◆ **PROMPT**
Copy the material below, changing every "thickest part" to "widest part" and leaving everything else as it is.

◆ **MATERIAL PROVIDED**
● ● ● ● ●
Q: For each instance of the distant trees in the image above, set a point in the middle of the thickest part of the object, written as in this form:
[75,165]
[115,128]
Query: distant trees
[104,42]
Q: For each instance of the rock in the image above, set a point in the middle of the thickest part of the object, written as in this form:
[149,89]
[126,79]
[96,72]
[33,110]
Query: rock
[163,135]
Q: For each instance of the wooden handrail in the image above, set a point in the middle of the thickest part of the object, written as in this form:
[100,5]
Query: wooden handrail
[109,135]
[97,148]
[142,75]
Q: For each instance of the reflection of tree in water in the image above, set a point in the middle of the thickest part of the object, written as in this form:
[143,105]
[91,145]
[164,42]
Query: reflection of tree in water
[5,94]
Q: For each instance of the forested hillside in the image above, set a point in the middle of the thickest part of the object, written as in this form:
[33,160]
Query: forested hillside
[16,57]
● ● ● ● ●
◆ **ANSWER TO THE TASK**
Q: For each instance of the distant trees in the image above, set a point in the middle of the widest part of the object, written as in this form:
[75,165]
[115,128]
Query: distant trees
[104,42]
Q: For each instance of the rock in the image above, set a point in the middle of the widest part of the object, written as in this form:
[149,89]
[126,79]
[96,72]
[33,110]
Query: rock
[163,135]
Q: For each instance of the wooden handrail in the image above, set a point in the middle of the widest part of the object, written as in this form:
[100,5]
Query: wooden handrail
[109,135]
[97,148]
[142,75]
Q: For each instance of the reflection of tree in water in the image above, set a point in the middle of the widest part of the object, written as in this form:
[143,105]
[91,145]
[164,42]
Query: reflection of tree in water
[5,94]
Q: For each instance of the forested hillside in the image above, set a point in the middle of the widest part of the object, written as in this form:
[33,160]
Query: forested hillside
[16,57]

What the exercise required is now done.